Of course, this is where I start to feel uncomfortable. If I bought a lovely antique vase for 50p, I'd be delighted. Oh dear, I seem to be a hypocrite. How did that happen?

The trouble is, much as I applaud any effort to make more money for charity, I feel regretful about losing the old-fashioned charity shop. I like them. I like their randomness. I like the excitement of finding a treasure that others may have overlooked. I love the hilarity of seeing some god-awful monstrosity that was once considered ornamental. I even quite enjoy being served by a doddery old lady, who needs some help counting the change. I like the fact that they are out of step with the modern, homogenised high street.

I suppose this is just nostalgia. Charity shops have to change like everything else. I try not to be the sort of old codger who has an unwarranted belief in 'the good old days'. And yet...

10 comments:

jaboopee said...

Here in dublin , I've been finding you just don't get the "luckyers"in charity shops anymore, the clothes seem to be all primark ,it hasn't stopped me looking though, its my favourite form of retail therapy

Menopausal musing said...

One of those posts that had me nodding in agreement all the way through.... and then the ending with its picture made me smile. Thank you. x

Bumble Bee Cottage said...

I’m with you all the way. I love having a rummage around to see what special little something might be hiding right there at the back, just out of reach, tempting me to grab it only to discover that it is a plastic novelty toilet; but I had to look and be sure didn’t I. I must admit I have been know to pay the lady behind the counter more than she has asked for some items as I know they are worth a bit more and I am happy to pay as the price is still a bargain.

Kitschen Pink said...

__AVAILABLE DATA__
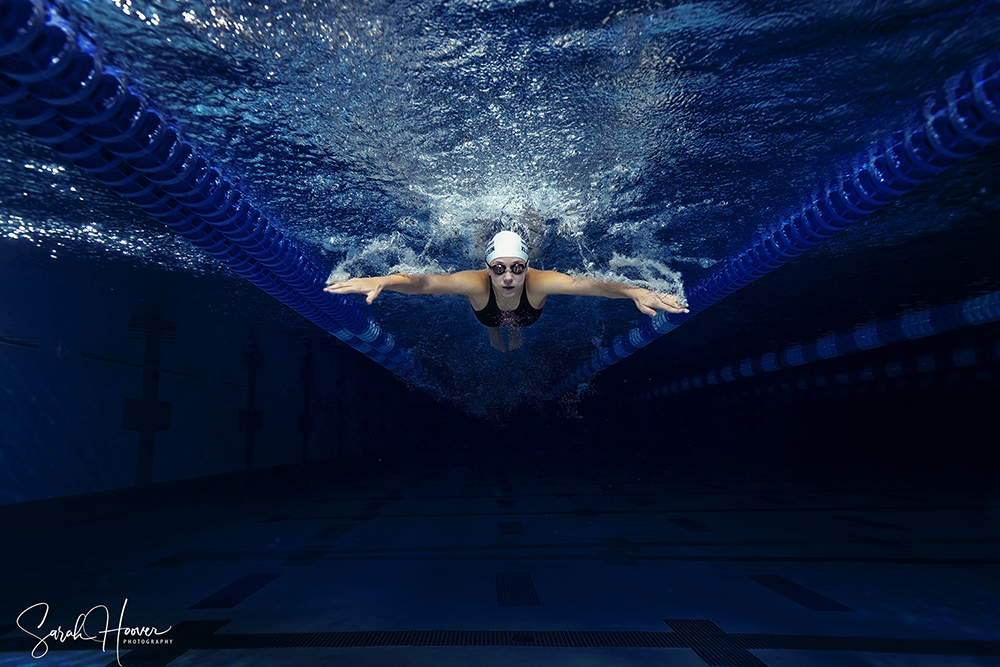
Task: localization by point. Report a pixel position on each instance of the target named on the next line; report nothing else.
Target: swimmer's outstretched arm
(463, 282)
(647, 301)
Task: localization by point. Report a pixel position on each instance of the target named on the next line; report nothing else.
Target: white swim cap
(506, 244)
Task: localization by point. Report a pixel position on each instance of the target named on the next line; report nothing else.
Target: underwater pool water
(634, 141)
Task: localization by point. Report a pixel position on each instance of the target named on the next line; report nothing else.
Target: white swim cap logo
(506, 244)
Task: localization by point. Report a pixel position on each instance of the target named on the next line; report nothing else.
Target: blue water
(639, 141)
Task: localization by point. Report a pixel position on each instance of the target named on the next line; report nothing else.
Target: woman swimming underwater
(507, 293)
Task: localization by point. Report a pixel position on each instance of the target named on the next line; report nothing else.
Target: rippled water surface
(641, 141)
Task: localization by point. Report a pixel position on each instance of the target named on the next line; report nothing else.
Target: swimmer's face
(508, 282)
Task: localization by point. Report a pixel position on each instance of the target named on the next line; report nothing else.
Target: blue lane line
(962, 118)
(971, 312)
(56, 87)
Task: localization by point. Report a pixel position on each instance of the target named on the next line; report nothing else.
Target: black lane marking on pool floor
(811, 600)
(511, 528)
(868, 523)
(496, 553)
(236, 592)
(333, 532)
(714, 645)
(587, 512)
(689, 525)
(516, 589)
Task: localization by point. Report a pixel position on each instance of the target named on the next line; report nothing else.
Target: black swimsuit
(524, 315)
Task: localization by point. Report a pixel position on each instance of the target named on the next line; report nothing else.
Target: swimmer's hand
(372, 287)
(648, 302)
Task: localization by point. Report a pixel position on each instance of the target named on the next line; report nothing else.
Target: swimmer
(507, 293)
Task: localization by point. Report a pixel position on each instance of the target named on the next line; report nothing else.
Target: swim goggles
(516, 268)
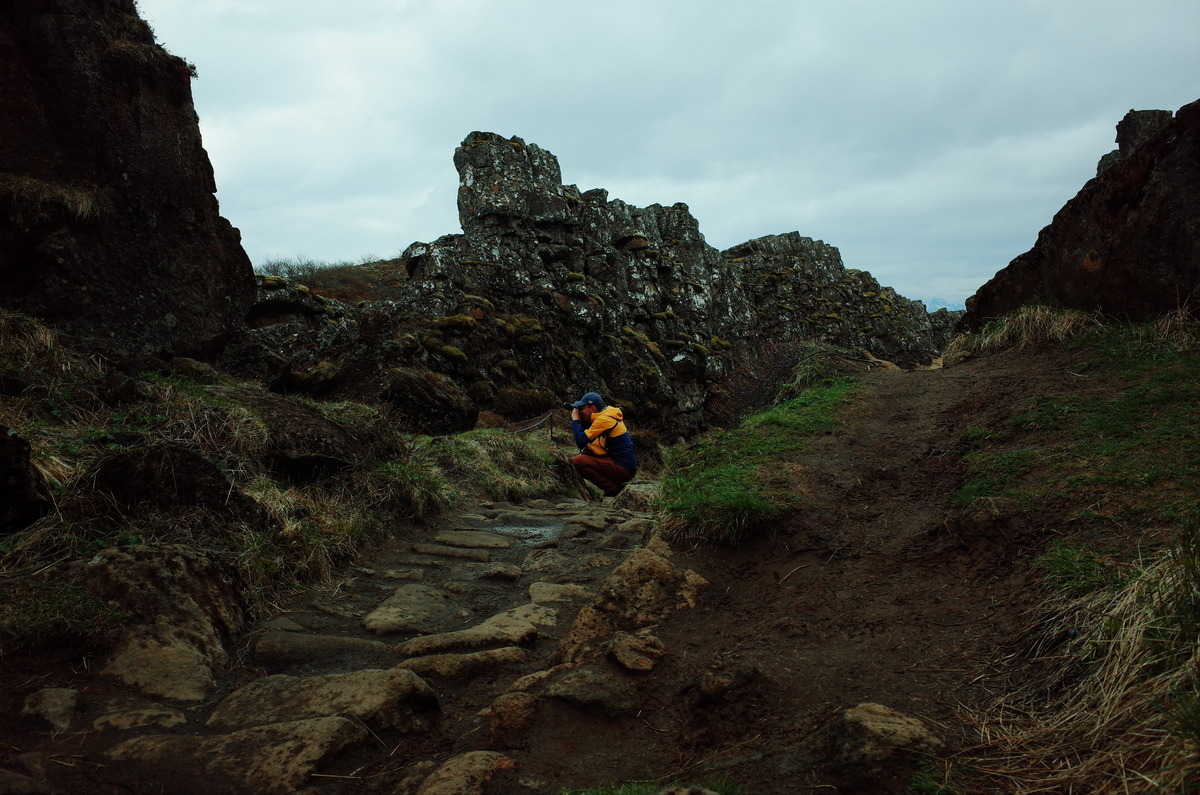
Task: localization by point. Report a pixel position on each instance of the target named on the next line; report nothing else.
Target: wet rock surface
(426, 671)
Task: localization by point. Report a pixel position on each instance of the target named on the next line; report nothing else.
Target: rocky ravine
(423, 673)
(551, 291)
(538, 647)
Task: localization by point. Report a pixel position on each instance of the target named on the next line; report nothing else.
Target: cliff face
(1129, 243)
(550, 292)
(109, 226)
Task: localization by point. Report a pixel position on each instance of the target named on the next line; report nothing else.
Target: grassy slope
(63, 411)
(1111, 479)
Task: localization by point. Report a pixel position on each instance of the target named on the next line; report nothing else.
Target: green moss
(481, 392)
(455, 323)
(39, 611)
(454, 354)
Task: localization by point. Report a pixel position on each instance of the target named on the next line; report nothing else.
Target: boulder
(875, 748)
(414, 608)
(25, 500)
(172, 478)
(381, 699)
(183, 607)
(1128, 244)
(467, 773)
(640, 592)
(276, 759)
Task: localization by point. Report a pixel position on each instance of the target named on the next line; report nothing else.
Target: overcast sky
(928, 139)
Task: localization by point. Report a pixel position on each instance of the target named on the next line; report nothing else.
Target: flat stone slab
(511, 627)
(499, 572)
(276, 759)
(279, 649)
(445, 550)
(473, 539)
(459, 665)
(139, 718)
(466, 773)
(586, 522)
(415, 608)
(557, 592)
(382, 699)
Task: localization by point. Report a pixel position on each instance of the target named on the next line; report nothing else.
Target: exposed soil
(880, 590)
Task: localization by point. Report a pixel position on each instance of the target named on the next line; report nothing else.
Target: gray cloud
(928, 141)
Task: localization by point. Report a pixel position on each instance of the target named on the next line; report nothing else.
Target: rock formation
(550, 292)
(1129, 243)
(108, 223)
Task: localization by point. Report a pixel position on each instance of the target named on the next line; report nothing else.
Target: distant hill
(934, 304)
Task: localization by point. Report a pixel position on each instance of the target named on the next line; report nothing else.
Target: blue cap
(591, 399)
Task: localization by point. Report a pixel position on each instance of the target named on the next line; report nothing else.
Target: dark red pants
(601, 471)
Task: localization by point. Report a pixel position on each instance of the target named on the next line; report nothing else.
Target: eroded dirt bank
(539, 647)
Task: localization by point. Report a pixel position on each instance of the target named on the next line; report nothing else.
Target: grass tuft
(1023, 328)
(721, 490)
(1119, 710)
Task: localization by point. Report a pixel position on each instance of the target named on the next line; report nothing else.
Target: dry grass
(1023, 328)
(1119, 710)
(1176, 330)
(36, 201)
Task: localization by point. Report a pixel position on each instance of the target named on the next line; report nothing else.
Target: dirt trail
(880, 590)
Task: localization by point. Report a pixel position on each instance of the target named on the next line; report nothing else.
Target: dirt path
(487, 634)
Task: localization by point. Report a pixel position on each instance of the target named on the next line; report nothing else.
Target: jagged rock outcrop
(109, 227)
(550, 292)
(1128, 244)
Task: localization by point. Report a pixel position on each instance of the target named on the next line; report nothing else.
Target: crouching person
(606, 449)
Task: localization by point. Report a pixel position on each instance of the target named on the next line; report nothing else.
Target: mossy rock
(455, 323)
(483, 392)
(454, 354)
(430, 402)
(517, 402)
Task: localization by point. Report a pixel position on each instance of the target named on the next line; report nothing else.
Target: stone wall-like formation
(1128, 244)
(109, 228)
(550, 292)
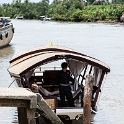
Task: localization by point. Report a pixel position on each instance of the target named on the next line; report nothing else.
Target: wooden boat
(6, 32)
(34, 63)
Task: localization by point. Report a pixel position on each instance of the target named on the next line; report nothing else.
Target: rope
(101, 90)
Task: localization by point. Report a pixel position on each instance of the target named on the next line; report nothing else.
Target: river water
(101, 41)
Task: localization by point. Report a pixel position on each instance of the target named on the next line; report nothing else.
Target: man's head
(64, 66)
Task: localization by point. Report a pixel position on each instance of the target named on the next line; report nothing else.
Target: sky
(10, 1)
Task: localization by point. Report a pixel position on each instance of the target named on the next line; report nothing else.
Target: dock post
(87, 99)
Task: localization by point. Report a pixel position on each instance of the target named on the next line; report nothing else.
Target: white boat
(6, 32)
(35, 63)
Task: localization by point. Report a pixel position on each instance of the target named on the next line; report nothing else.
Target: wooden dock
(27, 103)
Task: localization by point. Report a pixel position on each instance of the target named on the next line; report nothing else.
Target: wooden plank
(48, 113)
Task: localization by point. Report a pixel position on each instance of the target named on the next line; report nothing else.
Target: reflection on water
(101, 41)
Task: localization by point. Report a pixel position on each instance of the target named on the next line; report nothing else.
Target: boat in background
(6, 31)
(45, 18)
(19, 17)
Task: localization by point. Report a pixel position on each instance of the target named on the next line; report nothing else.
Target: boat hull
(6, 35)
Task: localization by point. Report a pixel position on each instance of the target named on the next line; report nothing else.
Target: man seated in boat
(63, 77)
(3, 21)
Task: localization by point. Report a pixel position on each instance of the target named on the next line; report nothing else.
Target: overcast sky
(10, 1)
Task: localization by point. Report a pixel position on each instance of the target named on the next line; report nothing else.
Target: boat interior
(37, 69)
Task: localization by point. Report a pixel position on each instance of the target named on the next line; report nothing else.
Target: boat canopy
(29, 60)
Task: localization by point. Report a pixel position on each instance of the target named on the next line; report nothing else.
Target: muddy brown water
(101, 41)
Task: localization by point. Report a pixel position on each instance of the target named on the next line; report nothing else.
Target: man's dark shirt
(63, 77)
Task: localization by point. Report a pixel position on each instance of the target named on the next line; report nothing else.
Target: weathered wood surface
(47, 112)
(24, 99)
(87, 99)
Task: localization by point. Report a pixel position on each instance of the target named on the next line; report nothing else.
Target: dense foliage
(64, 10)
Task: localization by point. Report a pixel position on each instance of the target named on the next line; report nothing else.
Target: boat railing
(8, 26)
(40, 69)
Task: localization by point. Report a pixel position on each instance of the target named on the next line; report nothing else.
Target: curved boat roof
(22, 63)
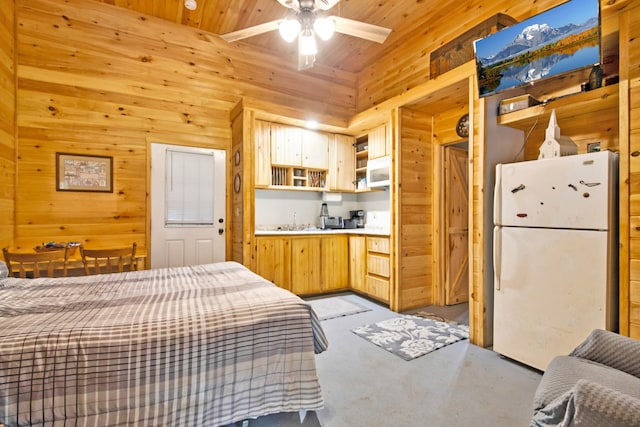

__YOUR GOAL__
Answer these about the charity shop text, one a line:
1. How would the writer feel about buying a lovely antique vase for 50p?
2. In which city does the commenter jaboopee say charity shops no longer have the "luckyers"?
3. What does the commenter Bumble Bee Cottage say the tempting item at the back turns out to be?

__RESULT FOR THIS TASK__
1. Delighted.
2. Dublin.
3. A plastic novelty toilet.